(Data records)
------------------------------------

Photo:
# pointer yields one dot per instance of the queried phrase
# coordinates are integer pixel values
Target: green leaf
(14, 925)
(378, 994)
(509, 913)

------------------------------------

— Try it —
Please write out exactly the line containing "# coordinates are integer pixel values" and every line after it through the end of the records, nothing more.

— Solution —
# coordinates are integer pixel values
Target: green leaf
(14, 925)
(378, 994)
(509, 913)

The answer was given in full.